**PAGE EXTRACT:**

⟨

Don’t get me wrong, I’ll take the warmth of summer over the cold of winter any day, but sometimes we simply need a break from the heat, humidity, and baking sun!
Enter: the Blog Days of Summer
For the next six week’s we’ll be posting blog “blurbs,” easily consumable bits of benefit content, digestible in a shaded hammock or the cool of AC – whether in office or working remotely.
First up? The Dobbs decision.
Question: What should employers be considering respecting their welfare benefits plans as States begin implementing regulations since the Dobbs decision?
Background: Dobbs was decided just five days ago, and States are scrambling to address laws either in the books, or create new ones now that the Supreme Court reversed Roe v. Wade, holding that the Constitution does not confer a right to abortion. Authority now lies with the people of each State. What does this mean for employers who sponsor group health plans?

⟩

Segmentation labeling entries
⟨

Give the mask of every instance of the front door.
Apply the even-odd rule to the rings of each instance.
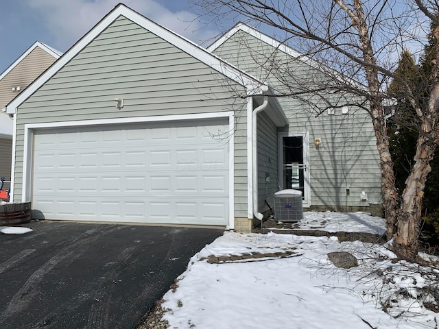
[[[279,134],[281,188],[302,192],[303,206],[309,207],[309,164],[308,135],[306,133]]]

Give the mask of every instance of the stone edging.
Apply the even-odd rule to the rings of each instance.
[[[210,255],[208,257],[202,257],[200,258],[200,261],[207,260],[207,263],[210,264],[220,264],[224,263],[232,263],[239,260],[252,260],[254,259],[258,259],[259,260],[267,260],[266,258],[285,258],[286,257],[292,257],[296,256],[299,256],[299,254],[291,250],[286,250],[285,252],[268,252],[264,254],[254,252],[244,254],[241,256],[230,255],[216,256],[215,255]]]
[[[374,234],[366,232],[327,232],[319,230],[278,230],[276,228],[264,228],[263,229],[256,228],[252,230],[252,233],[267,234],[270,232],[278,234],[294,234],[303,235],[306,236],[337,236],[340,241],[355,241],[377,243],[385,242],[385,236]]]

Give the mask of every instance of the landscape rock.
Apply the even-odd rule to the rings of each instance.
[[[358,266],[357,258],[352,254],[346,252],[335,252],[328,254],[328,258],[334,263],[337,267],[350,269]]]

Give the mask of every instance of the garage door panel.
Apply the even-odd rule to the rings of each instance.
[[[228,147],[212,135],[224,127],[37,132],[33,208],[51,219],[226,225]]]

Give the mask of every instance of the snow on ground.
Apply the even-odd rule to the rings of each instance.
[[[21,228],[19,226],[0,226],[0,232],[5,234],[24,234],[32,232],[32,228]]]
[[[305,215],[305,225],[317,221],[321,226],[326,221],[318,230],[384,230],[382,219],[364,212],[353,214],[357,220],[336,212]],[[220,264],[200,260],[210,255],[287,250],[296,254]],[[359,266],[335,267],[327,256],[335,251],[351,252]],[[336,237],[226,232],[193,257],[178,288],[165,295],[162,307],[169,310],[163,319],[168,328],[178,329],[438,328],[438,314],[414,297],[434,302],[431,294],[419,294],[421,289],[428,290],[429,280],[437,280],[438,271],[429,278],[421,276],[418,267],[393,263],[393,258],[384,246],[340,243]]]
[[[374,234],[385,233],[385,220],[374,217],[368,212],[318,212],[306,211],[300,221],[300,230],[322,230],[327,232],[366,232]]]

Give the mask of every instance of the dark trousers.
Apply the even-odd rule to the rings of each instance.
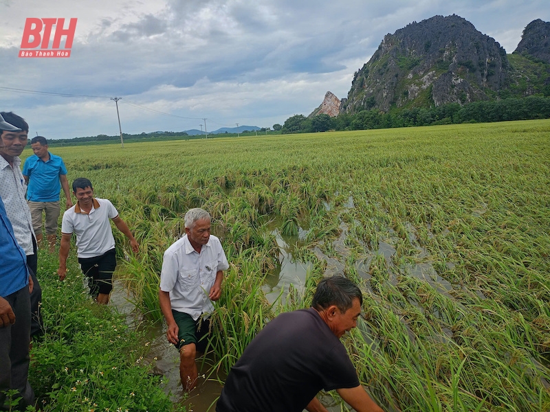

⟩

**BRIEF:** Continue the blog post about the Dobbs decision and employer health plans from its last sentence.

**TASK RESPONSE:**
Consider: Review all benefit welfare plan(s) details, including scope of coverage, and consult with counsel as necessary. Note: have no federal agency guidance since the Dobbs decision, and health insurers in each state must follow state law. However, this doesn’t prevent speculation, nor does it prevent persons from staying informed, researching applicable laws, and preparing for changes.
- Understand your plan(s) structure (fully insured v self-insured; grandfathered or not; applicability to state law, etc.) and how it affects required and voluntary coverage of services. Employers may choose to modify their plans, and modifications trigger ERISA-required plan document updates (e.g., SBC, SMM, and SPD, to name a few).
- Know your state’s laws: these vary widely, are in a change process, and may or may not intersect with other federal regulations and state insurance laws.
- Communicate with your employees. How will an employer address questions from plan participants about benefits? Communication and review of employer policies may ease tension and curb inevitable conflicts.
- Alternatives? Employers may be considering options to support plan participants. Suggestions within the industry include, for example, that self-insured plans could cover out-of-state abortion and travel benefits via an integrated or excepted benefits HRA; with use of a health FSA; through an EAP; or via taxable reimbursements.
Remember: whatever actions employers choose to take respecting their plans are fact-specific, and must be thoroughly vetted with counsel in accordance with applicable state law.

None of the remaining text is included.